Task directions: From the entries below, retype only the lines from the one with "Target: man's nose" through the one with "Target: small logo on chest", exactly as written.

Data entries:
• • • •
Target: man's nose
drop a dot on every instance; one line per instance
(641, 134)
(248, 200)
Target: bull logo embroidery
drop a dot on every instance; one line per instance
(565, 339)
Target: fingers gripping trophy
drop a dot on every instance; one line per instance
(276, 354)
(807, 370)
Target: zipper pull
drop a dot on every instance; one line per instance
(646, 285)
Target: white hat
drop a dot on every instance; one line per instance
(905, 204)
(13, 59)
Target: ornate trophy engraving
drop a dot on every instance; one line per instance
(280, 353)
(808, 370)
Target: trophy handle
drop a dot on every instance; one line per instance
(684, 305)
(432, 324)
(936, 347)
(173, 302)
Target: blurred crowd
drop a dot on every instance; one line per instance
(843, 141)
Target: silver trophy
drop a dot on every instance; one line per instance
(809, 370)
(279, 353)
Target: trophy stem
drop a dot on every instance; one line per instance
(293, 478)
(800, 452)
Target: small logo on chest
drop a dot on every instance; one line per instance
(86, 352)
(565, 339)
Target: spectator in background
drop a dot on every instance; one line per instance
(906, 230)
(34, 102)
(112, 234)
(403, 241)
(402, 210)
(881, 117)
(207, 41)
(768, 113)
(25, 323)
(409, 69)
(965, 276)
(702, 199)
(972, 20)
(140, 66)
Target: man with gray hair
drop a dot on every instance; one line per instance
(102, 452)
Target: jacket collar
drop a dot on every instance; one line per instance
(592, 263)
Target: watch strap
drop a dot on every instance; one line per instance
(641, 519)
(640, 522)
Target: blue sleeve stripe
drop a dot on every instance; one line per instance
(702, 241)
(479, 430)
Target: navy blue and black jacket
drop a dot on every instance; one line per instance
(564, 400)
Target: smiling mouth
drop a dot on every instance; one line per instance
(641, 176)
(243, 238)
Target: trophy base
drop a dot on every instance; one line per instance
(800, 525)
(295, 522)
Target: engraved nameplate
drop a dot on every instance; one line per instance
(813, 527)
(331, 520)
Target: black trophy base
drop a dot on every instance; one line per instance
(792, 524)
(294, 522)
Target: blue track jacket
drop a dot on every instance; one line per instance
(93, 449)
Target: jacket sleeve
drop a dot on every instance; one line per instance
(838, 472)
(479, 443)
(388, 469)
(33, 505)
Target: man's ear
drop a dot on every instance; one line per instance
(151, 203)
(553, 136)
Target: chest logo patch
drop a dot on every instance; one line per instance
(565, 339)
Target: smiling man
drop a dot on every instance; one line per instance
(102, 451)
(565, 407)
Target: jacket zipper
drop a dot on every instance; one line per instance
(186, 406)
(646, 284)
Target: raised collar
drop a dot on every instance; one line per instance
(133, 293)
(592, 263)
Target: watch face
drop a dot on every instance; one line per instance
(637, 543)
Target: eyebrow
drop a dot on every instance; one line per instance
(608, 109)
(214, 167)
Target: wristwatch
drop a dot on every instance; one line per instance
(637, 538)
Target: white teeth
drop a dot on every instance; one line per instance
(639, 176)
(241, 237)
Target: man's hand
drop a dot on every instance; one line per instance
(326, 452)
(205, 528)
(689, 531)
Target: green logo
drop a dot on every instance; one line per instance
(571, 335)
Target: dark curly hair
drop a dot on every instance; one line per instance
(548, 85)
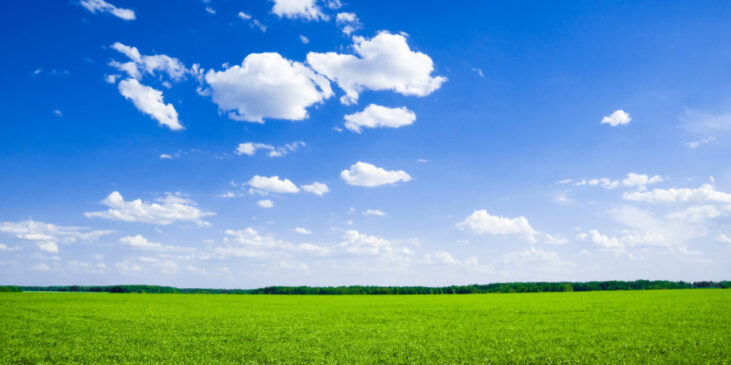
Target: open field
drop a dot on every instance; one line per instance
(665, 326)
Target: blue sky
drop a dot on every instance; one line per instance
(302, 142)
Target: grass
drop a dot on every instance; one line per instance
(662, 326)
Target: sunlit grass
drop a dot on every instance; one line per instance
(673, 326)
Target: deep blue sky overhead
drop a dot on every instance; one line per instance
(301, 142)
• • • •
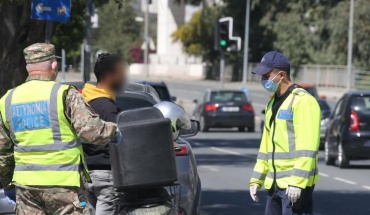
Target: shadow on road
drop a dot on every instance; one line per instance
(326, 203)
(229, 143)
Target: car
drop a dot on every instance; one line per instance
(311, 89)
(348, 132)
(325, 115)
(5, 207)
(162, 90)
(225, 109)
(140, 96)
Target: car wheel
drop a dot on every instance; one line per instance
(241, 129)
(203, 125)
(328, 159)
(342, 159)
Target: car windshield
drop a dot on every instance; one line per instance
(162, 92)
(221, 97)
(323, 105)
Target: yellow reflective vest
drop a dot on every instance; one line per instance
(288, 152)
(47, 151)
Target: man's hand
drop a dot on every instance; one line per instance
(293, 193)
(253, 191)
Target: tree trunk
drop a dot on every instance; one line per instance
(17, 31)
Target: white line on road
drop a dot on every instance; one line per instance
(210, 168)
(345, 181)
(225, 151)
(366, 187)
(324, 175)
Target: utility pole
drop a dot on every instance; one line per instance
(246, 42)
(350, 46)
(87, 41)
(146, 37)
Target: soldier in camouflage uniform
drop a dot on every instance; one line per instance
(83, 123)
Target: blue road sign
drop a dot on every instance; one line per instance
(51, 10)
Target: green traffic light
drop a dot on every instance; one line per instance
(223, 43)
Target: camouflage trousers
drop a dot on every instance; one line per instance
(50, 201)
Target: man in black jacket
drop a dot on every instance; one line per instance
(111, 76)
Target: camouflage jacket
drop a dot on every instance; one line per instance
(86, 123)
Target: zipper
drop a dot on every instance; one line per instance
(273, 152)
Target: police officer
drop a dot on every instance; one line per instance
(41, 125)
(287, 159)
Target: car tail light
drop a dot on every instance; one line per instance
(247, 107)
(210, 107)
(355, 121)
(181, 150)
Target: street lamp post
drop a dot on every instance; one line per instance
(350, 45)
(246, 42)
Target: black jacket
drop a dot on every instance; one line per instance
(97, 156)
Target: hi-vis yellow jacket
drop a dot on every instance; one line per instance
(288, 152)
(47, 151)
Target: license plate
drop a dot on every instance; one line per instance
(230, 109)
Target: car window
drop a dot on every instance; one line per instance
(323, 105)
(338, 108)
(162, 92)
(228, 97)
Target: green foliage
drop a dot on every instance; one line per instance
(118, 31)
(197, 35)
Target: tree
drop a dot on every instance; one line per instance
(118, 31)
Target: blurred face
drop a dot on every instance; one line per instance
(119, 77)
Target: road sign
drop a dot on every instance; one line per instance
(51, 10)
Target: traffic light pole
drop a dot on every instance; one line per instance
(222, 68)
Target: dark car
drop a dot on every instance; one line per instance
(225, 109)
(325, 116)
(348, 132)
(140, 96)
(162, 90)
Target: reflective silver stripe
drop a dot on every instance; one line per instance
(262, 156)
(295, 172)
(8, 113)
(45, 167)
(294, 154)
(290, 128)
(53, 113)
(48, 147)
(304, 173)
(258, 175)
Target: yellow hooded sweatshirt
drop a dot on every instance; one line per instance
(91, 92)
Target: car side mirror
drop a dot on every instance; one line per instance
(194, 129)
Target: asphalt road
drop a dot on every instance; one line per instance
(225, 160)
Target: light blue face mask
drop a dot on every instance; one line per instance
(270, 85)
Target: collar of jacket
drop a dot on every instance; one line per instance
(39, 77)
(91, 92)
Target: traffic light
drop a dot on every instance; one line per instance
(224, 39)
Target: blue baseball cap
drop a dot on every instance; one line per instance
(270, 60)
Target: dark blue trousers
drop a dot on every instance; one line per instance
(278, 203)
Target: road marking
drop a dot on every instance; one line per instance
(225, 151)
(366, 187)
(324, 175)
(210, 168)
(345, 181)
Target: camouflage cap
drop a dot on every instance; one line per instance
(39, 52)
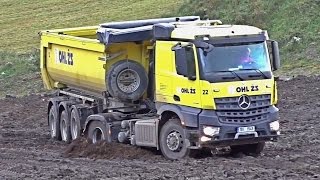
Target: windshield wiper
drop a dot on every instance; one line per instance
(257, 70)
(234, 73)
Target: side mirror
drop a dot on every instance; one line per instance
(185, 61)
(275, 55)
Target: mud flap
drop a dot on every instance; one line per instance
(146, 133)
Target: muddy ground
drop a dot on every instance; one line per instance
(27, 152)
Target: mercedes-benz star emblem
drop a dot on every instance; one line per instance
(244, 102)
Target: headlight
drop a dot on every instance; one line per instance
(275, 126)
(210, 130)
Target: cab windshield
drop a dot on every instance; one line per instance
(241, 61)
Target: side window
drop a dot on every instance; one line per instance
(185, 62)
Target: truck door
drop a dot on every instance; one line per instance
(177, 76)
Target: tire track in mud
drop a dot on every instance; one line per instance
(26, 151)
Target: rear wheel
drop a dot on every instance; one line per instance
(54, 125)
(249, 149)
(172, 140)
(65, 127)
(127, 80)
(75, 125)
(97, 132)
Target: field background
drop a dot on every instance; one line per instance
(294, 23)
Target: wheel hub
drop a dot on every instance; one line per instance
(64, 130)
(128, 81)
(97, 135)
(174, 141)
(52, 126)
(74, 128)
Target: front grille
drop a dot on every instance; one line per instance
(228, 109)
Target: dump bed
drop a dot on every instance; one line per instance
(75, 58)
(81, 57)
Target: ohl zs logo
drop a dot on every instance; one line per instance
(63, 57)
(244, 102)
• • • •
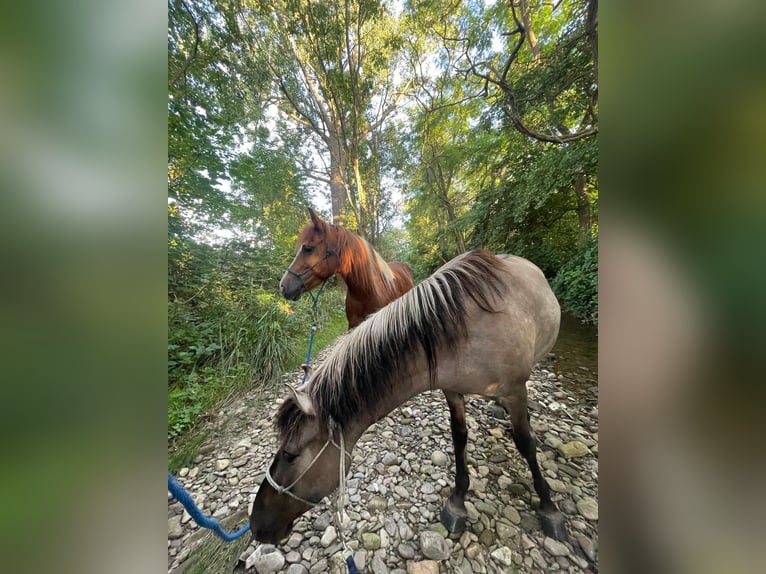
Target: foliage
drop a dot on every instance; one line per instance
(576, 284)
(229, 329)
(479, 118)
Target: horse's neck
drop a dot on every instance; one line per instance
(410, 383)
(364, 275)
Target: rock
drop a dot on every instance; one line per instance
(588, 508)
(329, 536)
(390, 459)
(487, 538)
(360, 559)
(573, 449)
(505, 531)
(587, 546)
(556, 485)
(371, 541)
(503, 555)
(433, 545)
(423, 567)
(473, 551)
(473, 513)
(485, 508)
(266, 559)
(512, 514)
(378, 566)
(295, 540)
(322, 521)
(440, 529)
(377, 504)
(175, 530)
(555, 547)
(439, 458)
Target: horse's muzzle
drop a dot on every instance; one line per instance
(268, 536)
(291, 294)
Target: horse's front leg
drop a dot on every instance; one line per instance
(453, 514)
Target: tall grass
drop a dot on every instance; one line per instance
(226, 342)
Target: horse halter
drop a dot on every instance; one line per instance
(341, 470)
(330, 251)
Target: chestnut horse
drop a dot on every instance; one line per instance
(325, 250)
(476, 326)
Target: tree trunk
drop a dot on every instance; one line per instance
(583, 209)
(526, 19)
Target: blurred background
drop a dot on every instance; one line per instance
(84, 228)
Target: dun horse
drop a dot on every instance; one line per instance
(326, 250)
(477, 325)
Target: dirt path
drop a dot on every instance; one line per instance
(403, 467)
• • • •
Answer area:
Target: man's nose
drop a dot on every instance; one line per instance
(641, 134)
(248, 200)
Target: bull logo embroidery
drop a dot on every instance; one line per instance
(565, 339)
Target: fingers gripping trophy
drop a dot on every instance; one line per instance
(276, 354)
(807, 370)
Target: zipper pull
drop a dot on every instance; one line per instance
(646, 285)
Target: white hat
drop a dot on every instance; one line per instance
(905, 204)
(13, 59)
Target: ornate trophy engraving
drop a dot on every instance; one line per instance
(280, 353)
(808, 370)
Target: trophy handle
drop a dot on every instance; one line per instance
(684, 305)
(432, 324)
(936, 347)
(173, 302)
Target: blurred crowd
drop a dot on every instance; one line per instance
(843, 141)
Target: silver trophy
drop a dot on every instance; one line per instance
(809, 370)
(279, 353)
Target: trophy stem
drop a dot on every instance; one line per instance
(293, 478)
(800, 452)
Target: small logo on chest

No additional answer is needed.